§ Written task:
Collect each line of the rows below that contains the string "stem".

§ Contour annotation records:
+---+

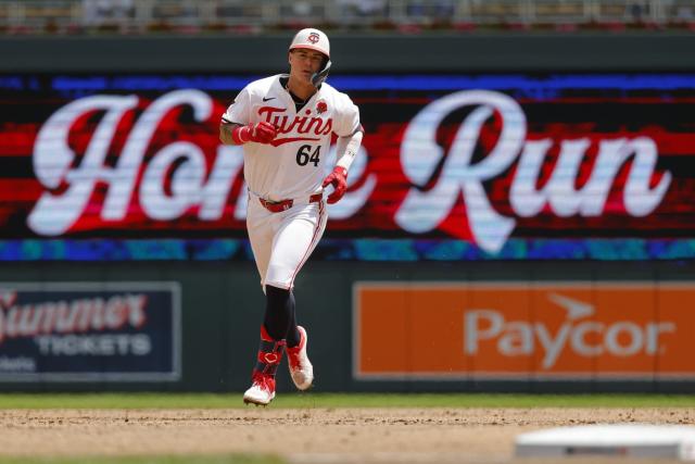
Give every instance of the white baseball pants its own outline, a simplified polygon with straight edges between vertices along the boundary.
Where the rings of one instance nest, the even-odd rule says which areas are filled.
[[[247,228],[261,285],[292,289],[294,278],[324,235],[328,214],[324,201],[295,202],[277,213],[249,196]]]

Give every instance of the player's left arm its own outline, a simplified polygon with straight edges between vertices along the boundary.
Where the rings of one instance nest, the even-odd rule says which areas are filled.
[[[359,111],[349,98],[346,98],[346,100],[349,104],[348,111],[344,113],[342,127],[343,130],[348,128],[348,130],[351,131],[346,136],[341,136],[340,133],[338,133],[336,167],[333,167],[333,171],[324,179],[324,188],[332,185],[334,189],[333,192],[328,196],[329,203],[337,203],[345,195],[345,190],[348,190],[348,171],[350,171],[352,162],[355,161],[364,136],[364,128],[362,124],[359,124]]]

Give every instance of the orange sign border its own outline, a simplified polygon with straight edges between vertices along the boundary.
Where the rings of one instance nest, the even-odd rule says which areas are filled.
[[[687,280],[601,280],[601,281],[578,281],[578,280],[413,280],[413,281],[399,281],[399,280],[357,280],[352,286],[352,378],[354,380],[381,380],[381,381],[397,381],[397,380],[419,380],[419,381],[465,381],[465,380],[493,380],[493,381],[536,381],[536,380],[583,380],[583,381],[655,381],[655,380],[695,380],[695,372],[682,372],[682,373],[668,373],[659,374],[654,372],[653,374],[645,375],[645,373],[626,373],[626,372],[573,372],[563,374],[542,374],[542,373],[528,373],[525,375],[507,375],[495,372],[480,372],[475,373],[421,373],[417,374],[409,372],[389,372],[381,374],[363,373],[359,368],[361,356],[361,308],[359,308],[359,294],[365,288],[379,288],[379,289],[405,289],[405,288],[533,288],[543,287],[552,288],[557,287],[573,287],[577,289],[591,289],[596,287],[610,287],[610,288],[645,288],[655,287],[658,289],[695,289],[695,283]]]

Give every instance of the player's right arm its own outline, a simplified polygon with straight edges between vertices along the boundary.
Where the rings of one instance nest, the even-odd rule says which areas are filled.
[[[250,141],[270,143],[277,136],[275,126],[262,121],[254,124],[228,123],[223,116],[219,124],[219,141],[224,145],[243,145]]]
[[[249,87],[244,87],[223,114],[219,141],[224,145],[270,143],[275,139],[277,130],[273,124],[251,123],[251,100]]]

+---+

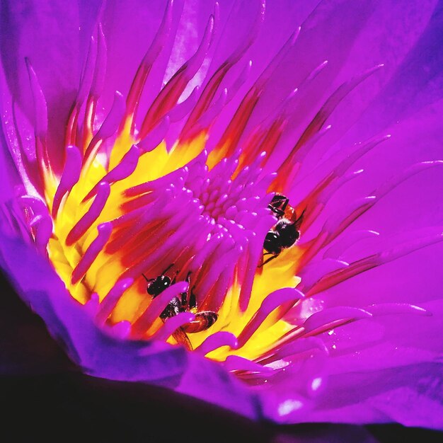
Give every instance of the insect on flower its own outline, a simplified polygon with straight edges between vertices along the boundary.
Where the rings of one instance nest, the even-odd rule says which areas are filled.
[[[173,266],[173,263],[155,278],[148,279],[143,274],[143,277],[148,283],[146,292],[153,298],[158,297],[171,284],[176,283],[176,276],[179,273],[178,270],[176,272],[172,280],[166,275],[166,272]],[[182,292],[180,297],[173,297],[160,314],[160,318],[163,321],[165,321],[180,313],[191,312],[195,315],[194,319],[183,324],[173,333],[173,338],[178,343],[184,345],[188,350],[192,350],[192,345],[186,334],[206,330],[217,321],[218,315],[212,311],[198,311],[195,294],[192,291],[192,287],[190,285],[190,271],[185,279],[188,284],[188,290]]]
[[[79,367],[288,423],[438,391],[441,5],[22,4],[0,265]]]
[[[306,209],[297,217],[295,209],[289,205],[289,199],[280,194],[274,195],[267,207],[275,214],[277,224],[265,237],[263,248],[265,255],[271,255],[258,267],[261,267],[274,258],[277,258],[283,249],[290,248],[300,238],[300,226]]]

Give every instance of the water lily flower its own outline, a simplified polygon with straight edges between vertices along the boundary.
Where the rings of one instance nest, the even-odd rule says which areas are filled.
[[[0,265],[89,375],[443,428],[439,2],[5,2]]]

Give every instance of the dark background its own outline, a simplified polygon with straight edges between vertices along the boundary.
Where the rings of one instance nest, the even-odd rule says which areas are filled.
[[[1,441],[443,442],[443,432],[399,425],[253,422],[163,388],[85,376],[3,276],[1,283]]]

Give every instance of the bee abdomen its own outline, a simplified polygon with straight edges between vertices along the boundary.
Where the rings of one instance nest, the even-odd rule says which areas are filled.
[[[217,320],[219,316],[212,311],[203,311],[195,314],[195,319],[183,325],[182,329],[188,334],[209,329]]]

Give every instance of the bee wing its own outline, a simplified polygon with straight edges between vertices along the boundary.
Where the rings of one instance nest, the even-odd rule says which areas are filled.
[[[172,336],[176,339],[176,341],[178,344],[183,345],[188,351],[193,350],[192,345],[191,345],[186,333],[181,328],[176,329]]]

+---+

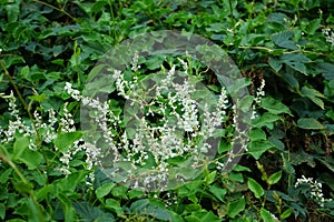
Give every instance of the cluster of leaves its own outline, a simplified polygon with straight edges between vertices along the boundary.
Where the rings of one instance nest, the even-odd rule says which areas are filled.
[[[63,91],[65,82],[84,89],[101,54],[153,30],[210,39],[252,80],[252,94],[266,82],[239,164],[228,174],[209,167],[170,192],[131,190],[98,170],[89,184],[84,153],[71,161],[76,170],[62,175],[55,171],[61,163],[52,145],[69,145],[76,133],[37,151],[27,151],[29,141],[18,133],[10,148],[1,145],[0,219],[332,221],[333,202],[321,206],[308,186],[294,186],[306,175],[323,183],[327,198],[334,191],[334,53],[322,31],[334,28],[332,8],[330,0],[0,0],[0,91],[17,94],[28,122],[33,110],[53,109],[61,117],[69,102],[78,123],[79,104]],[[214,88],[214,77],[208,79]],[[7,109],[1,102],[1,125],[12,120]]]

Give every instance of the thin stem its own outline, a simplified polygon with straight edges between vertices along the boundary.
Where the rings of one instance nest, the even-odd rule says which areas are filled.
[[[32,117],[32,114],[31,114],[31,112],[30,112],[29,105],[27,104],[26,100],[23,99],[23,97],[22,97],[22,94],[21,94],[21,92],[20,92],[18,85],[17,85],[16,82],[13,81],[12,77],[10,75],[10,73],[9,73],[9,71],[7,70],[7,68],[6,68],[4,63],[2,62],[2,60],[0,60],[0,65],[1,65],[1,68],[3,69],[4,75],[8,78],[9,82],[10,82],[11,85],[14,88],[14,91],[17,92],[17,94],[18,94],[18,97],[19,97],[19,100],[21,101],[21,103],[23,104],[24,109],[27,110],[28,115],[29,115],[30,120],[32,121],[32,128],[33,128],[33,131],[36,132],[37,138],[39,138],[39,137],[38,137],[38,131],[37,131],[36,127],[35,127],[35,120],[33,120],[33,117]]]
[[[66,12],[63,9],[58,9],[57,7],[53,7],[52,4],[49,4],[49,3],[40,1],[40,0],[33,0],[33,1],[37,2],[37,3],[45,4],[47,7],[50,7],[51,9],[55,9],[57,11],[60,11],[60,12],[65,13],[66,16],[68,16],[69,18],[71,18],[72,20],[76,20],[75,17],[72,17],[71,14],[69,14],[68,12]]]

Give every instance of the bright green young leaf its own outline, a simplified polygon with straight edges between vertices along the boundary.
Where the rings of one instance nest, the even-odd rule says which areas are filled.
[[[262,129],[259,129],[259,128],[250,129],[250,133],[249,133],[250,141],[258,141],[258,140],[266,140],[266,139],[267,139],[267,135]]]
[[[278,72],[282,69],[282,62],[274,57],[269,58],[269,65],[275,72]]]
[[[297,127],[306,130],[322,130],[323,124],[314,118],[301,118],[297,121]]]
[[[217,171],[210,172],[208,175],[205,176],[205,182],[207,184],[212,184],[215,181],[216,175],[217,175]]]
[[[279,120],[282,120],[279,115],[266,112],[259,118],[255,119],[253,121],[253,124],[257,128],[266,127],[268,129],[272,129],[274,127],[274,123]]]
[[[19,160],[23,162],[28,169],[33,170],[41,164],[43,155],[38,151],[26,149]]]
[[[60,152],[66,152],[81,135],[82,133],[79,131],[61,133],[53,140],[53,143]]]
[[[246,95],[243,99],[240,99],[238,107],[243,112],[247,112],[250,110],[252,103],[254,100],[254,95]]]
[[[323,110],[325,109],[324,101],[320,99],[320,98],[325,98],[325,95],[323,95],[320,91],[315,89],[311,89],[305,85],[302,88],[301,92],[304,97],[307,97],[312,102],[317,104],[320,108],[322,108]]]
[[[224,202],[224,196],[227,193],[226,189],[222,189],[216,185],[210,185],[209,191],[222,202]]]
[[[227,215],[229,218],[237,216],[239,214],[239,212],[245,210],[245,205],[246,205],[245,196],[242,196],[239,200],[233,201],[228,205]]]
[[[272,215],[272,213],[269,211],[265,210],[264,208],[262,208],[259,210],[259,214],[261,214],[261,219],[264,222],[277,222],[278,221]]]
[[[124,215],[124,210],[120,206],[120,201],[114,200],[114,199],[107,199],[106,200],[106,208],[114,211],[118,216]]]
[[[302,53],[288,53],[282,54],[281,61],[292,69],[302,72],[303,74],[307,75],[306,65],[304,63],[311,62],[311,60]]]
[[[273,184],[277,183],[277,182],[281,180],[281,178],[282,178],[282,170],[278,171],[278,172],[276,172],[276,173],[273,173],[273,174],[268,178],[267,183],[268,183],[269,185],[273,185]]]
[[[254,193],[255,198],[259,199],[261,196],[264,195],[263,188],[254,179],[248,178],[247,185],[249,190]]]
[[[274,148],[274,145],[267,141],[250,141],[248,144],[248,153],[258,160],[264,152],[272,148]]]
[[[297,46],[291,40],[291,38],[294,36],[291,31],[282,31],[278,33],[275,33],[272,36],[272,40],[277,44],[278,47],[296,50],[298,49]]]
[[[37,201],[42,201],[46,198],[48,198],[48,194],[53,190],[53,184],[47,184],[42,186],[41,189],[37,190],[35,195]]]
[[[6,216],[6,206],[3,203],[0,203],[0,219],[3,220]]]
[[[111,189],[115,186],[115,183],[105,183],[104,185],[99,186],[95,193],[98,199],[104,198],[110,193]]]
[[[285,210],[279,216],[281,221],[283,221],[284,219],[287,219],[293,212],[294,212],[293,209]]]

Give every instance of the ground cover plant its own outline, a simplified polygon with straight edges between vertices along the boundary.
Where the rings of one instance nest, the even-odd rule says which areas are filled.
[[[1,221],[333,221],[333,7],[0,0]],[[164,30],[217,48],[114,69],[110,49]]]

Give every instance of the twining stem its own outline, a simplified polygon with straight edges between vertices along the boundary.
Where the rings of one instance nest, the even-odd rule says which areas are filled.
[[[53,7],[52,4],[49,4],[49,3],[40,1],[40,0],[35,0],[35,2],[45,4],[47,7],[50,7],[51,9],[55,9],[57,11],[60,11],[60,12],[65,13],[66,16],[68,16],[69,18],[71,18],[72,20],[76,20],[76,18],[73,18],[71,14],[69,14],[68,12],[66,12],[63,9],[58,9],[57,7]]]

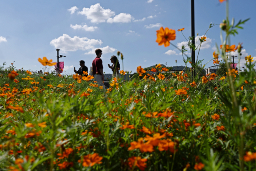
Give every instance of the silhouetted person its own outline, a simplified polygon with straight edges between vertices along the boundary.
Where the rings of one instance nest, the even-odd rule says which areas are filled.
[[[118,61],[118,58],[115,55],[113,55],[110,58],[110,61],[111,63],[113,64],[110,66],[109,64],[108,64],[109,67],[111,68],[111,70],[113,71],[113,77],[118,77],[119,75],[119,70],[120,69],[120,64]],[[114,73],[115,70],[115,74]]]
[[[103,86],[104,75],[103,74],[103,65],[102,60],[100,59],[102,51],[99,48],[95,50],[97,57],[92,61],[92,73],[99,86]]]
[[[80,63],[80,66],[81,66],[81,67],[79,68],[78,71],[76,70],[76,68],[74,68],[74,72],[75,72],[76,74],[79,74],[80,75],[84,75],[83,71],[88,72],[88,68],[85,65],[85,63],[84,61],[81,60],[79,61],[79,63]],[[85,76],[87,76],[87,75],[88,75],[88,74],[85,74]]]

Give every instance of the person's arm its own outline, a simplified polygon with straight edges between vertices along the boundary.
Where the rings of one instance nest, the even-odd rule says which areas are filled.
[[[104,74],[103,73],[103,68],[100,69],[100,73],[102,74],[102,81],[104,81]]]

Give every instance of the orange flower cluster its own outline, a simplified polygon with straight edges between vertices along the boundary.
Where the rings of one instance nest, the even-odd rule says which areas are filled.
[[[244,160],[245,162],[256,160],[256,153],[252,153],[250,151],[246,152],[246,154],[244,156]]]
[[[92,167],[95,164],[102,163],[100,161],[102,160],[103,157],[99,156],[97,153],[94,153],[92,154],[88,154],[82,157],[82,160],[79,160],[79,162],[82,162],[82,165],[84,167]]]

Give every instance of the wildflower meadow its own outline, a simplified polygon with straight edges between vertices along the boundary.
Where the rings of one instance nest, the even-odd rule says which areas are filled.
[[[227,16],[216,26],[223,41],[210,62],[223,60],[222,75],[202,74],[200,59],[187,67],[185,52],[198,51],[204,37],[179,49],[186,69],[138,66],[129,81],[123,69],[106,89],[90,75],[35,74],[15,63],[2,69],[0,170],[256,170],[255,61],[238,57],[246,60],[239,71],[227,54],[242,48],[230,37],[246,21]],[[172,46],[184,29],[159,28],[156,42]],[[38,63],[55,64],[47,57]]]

+---+

§ Expected answer:
Give every instance of the thin stem its own outline, a simplified polygon with straight edges between vertices along the boundary.
Give every instance of the twining stem its own outline, a simplified polygon with straight edges between vertices along the boundary.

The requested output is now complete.